What the task asks ::
Consider the listing below. Extract exactly the lines from the line containing "Target: white house with red roof" to the line containing "Where can the red", both included.

Extracted material ::
==========
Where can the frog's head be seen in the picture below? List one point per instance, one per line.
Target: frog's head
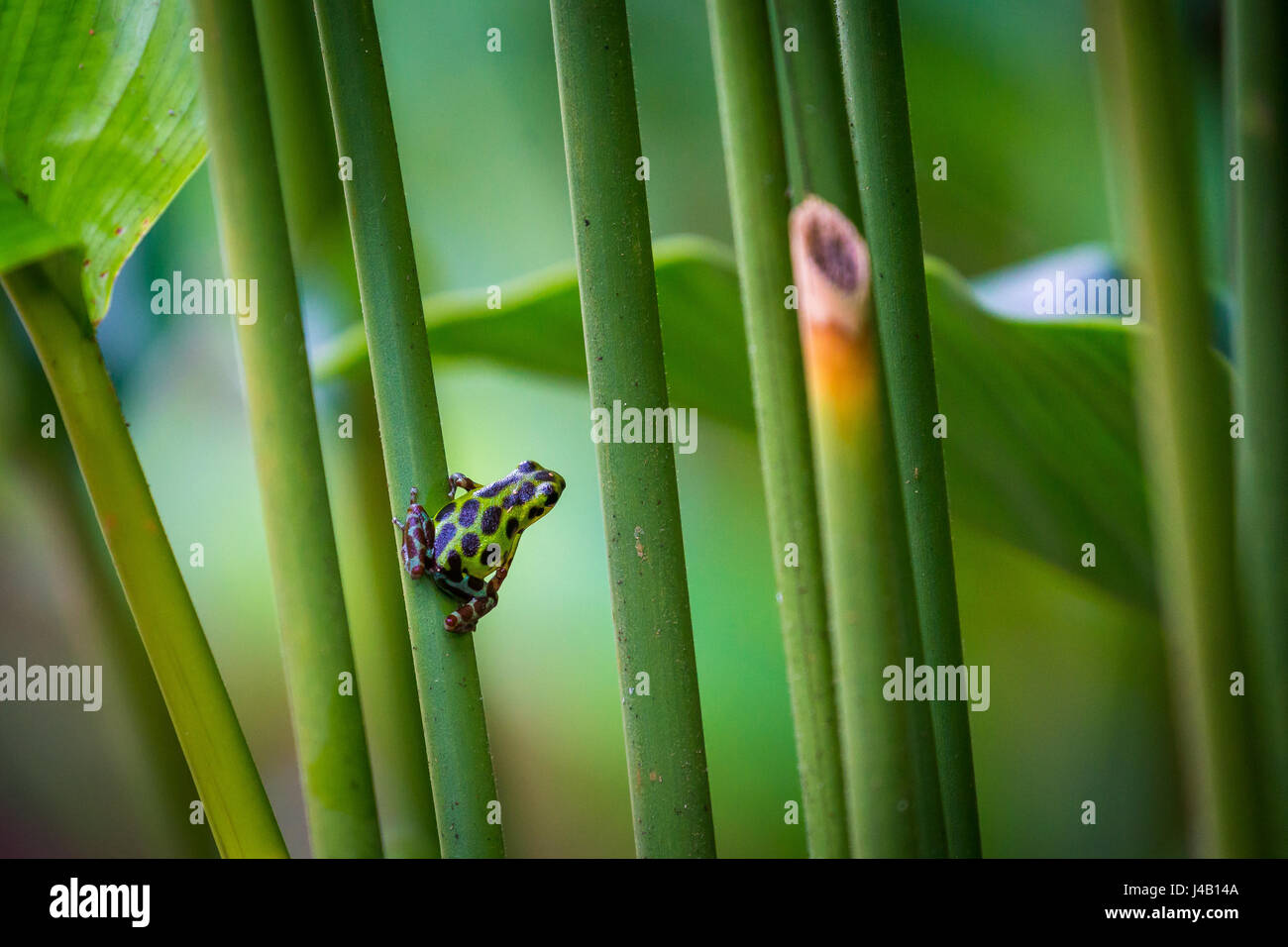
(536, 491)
==========
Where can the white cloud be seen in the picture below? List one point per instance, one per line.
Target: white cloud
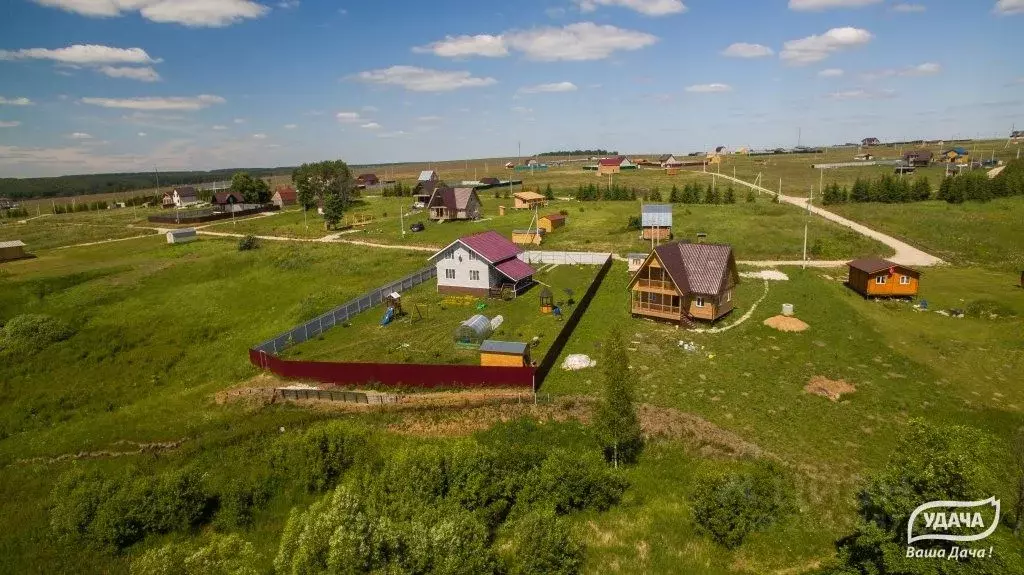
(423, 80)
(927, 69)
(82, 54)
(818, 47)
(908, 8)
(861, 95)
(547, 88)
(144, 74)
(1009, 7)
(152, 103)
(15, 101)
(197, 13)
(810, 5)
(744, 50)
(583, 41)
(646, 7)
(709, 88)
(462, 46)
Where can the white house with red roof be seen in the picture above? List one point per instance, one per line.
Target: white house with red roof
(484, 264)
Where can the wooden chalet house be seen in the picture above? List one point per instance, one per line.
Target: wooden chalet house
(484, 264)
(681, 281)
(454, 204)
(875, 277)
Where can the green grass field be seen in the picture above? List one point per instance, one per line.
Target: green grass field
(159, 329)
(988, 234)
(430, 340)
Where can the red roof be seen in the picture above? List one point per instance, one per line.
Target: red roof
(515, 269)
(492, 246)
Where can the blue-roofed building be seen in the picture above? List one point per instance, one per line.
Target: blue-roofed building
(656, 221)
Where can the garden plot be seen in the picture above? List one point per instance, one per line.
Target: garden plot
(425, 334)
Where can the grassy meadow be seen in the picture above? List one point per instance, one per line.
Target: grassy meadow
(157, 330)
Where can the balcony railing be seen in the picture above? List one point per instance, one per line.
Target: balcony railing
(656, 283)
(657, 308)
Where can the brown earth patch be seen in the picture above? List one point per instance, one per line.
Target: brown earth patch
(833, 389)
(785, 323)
==========
Solution for this task ::
Target: white house with red roof
(484, 264)
Where can the wooden chalet house be seen in the picture above? List one point per instance, one per line.
Target: wooden chalet house
(484, 264)
(681, 281)
(454, 204)
(875, 277)
Where can the green grass field be seen in the picture above? List one point per instance, one per line.
Target: green grass field
(159, 329)
(988, 234)
(430, 340)
Where can the red roof be seen in the picture above? List one point per instance, one per line.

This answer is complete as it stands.